---- DATA TO PROCESS
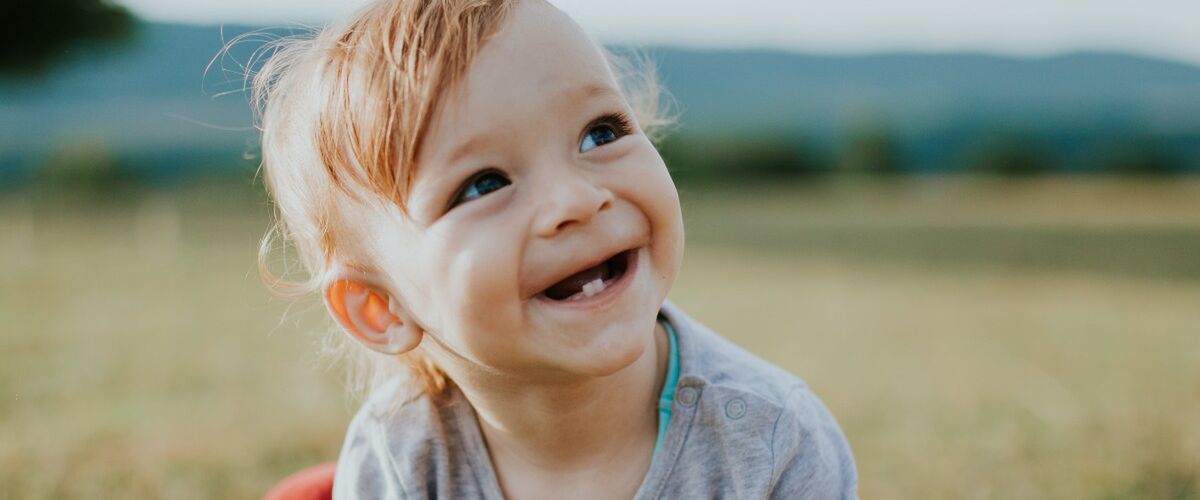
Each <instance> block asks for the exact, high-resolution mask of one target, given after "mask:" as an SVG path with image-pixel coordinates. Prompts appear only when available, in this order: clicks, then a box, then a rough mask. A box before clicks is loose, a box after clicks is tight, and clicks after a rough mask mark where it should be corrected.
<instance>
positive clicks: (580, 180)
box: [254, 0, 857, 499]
--------
---- DATA TO PROCESS
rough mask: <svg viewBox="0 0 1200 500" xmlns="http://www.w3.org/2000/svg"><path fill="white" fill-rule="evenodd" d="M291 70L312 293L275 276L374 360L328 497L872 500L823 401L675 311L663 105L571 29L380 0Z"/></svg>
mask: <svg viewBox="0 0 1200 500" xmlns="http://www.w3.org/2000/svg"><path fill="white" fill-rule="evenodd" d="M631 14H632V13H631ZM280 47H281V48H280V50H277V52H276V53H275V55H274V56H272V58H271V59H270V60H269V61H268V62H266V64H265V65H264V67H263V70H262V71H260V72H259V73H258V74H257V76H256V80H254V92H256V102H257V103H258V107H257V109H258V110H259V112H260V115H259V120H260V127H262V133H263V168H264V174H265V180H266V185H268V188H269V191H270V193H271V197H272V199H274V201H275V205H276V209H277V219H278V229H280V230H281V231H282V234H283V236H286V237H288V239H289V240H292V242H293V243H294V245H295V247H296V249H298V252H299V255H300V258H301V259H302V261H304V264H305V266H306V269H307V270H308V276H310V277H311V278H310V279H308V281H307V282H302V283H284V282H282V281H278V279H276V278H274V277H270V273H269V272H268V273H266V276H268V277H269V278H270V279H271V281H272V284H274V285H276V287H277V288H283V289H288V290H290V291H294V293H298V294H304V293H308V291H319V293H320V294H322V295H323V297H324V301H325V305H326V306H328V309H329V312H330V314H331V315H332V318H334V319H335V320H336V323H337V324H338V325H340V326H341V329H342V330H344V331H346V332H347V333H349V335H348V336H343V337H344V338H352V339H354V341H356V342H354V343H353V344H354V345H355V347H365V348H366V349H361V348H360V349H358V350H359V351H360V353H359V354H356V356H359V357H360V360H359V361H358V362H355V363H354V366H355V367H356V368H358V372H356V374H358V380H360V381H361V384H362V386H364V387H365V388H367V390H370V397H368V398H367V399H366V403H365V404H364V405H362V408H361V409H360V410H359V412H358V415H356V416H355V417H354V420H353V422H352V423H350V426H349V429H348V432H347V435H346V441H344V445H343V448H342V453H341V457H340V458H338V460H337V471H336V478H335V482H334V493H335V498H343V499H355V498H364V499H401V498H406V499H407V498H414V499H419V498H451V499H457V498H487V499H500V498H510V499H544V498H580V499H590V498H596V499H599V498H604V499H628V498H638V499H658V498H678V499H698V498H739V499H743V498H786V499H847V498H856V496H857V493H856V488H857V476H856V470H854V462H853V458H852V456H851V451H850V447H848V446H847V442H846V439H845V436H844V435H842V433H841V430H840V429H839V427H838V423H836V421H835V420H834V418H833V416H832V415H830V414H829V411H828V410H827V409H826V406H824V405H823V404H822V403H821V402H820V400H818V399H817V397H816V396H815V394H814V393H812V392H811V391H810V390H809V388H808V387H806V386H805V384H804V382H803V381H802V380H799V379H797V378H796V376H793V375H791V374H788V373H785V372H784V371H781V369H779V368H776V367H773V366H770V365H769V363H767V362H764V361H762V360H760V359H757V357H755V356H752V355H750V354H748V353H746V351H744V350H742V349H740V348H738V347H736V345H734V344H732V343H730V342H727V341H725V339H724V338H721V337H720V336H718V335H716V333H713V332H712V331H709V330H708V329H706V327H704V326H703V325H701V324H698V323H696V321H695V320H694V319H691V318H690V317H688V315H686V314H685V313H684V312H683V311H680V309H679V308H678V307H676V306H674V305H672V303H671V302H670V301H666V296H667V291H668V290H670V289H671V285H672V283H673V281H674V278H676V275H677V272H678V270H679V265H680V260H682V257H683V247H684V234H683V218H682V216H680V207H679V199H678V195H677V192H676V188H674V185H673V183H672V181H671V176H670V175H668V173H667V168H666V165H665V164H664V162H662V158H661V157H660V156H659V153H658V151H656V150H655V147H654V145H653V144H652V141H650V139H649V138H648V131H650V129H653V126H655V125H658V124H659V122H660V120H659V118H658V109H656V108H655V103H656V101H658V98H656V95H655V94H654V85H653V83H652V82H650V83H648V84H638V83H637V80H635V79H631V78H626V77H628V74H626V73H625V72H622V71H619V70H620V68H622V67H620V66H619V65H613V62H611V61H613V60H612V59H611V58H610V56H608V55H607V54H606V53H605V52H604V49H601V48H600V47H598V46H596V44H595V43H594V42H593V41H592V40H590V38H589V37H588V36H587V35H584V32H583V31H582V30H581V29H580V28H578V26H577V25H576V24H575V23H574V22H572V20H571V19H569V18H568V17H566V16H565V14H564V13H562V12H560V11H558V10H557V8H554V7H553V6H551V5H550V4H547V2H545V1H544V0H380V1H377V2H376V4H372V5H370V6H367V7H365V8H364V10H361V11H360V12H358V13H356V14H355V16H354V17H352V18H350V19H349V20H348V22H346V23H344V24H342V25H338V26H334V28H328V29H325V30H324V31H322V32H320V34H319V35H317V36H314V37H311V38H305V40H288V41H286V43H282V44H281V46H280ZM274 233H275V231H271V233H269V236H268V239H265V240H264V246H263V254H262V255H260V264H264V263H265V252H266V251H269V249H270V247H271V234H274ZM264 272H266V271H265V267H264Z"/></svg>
--------
WORK TO BE COMPLETED —
Lines that contain "clicks" should be pulled from the entries above and reported.

YOUR RESPONSE —
Each <instance> block asks for the exact, high-resolution mask of one target, given after "mask:" as an SVG path with image-pixel coordinates. Prompts appear only when available, in this order: clicks, then a box, then a rough mask. A box before clicks is loose, a box after clicks is tight, and clicks after a rough mask mark where it should be corrected.
positive clicks: (580, 180)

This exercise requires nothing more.